■ **Text extract**
Horn of Africa Signal Brief

Week of June 1 to 7, 2026  ·  Compiled by the Horn Updates editorial team  ·  Issue 15

This brief tracks the signals that precede headline events across Ethiopia, Sudan, Somalia, South Sudan, Eritrea, Djibouti, and Kenya. We rate each situation by alert level and flag what to watch in the coming week.

Alert levels: Critical Elevated Watch Stable
Critical
Sudan
El Fasher under siege; SAF-RSF war enters third year with no ceasefire in sight
The Rapid Support Forces have intensified their assault on El Fasher, the last major city in Darfur not under RSF control and home to nearly two million displaced people. Famine has been formally declared in five areas. The SAF continues airstrikes on Khartoum and Omdurman. Three years into the conflict, the Jeddah process has produced no agreement either side respects for more than days. International attention remains structurally inadequate relative to the scale of the humanitarian collapse.
Read: Sudan in 2026 — the war the world stopped watching →
Critical
Eritrea — US Diplomacy
Washington opens to Asmara: Boulos meetings, sanctions relief on table — Horn geopolitics reshaping
US special envoy Massad Boulos has met with Eritrean officials connected to President Isaias Afwerki, with further meetings expected. Reuters has reported the Trump administration is preparing to ease or rescind Eritrean sanctions. The driver is strategic: Red Sea disruptions, Houthi attacks, and Bab el-Mandeb chokepoint risk have made Eritrea's coastal geography suddenly valuable in Washington's maritime calculus. The rapprochement is being pursued on purely transactional terms with no democratic or human rights conditions attached. If it proceeds without requiring Eritrean concessions on Tigray withdrawal or Ethiopia–Eritrea normalization, Addis Ababa loses the one source of external pressure it had over Asmara — and gains nothing. For Isaias, this is extraordinary: international legitimacy without policy change. The Horn's geopolitical alignment is shifting faster than regional actors have processed.
Read: Washington Turns to Asmara — what this means for Abiy Ahmed →
Critical
Ethiopia — Tigray
TPLF central committee moves to reclaim Tigray; Pretoria agreement effectively suspended
The TPLF's central committee voted in Axum this week to reject General Tadesse Werede's interim administration and reassert the party's direct authority over the Tigray regional government. The vote is a direct repudiation of the Pretoria Agreement's transitional governance arrangements. Debretsion Gebremichael has been reaffirmed as leader. The federal government has not yet formally responded, but the move places the peace deal in the most precarious position since it was signed in November 2022. Watch for Addis Ababa's next step: renewed military pressure, economic leverage, or diplomatic outreach.
Read: What the TPLF's move actually means →
Critical
Ethiopia — Amhara and Oromia
Fano insurgency active in four zones; OLA operations continue in western Oromia
Federal military operations in Amhara have not produced a decisive result after two years. The Fano insurgency has adapted effectively to air power by dispersing into urban environments and cutting road networks. Simultaneously, the OLA remains operationally active in western and southern Oromia. Abiy Ahmed is managing three simultaneous security crises — Tigray, Amhara, and Oromia — while pursuing a diplomatically costly Red Sea access campaign that has antagonised Egypt, Somalia, and Eritrea.

■ **Data rows**
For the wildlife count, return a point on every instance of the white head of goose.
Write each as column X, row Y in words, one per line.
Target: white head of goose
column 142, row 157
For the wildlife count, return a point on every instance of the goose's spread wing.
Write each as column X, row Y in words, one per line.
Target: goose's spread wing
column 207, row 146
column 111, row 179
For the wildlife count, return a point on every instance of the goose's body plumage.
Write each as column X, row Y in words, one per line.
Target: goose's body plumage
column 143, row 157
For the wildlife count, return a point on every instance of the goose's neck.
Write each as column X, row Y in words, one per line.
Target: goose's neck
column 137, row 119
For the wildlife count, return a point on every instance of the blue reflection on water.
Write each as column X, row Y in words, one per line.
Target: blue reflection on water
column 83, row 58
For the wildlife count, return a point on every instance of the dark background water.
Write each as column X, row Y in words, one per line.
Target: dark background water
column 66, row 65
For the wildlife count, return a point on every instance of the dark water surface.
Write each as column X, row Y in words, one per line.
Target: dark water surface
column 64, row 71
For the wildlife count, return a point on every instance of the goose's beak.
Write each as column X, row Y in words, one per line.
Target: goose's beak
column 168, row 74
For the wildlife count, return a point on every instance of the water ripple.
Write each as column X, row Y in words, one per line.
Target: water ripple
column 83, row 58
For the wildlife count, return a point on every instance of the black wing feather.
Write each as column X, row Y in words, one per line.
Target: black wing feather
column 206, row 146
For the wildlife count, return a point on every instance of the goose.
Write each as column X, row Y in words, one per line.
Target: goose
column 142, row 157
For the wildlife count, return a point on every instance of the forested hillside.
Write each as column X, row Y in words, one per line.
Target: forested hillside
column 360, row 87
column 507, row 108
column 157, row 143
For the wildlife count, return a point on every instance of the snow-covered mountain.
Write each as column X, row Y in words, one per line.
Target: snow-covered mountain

■ **Stated problem A**
In the Horn of Africa brief, in which town did the TPLF central committee hold its vote this week?
■ **Stated problem B**
Resume the Horn of Africa brief from its final sentence and carry it forward.
The data is separate material from the Horn of Africa brief.

■ **Task response A**
Axum

■ **Task response B**
Read: Ethiopia's dual gamble →
Elevated
South Sudan
R-ARCSS milestones missed; December 2026 elections will not happen; Kiir-Machar tensions resurface
The 2018 Revitalized Peace Agreement is behind on every major benchmark. The unified national army has not been formed. The permanent constitution process has stalled. Sudan's war continues to reduce the oil transit revenue that funds over 90 percent of South Sudan's budget, placing the entire government payroll and security apparatus under pressure. The conditions for a return to large-scale factional violence — unpaid troops, competing commands, economic collapse — are more present now than at any point since the agreement was signed.
Read: South Sudan's peace is fraying →
Elevated
Somalia
Al-Shabaab retaking cleared areas as ATMIS drawdown accelerates ahead of Somali force readiness
The African Union Transition Mission in Somalia is withdrawing on a diplomatic timeline that does not correspond to the Somali National Army's demonstrated capacity to hold territory. Al-Shabaab has already retaken several towns previously cleared in operations in Hiran, Bay, and Bakool. The Turkish-brokered Ethiopia-Somalia normalisation has not yet translated into operational security cooperation. Mogadishu's federal-state tensions over electoral sequencing add a political variable that is distracting attention from the security deterioration outside the capital.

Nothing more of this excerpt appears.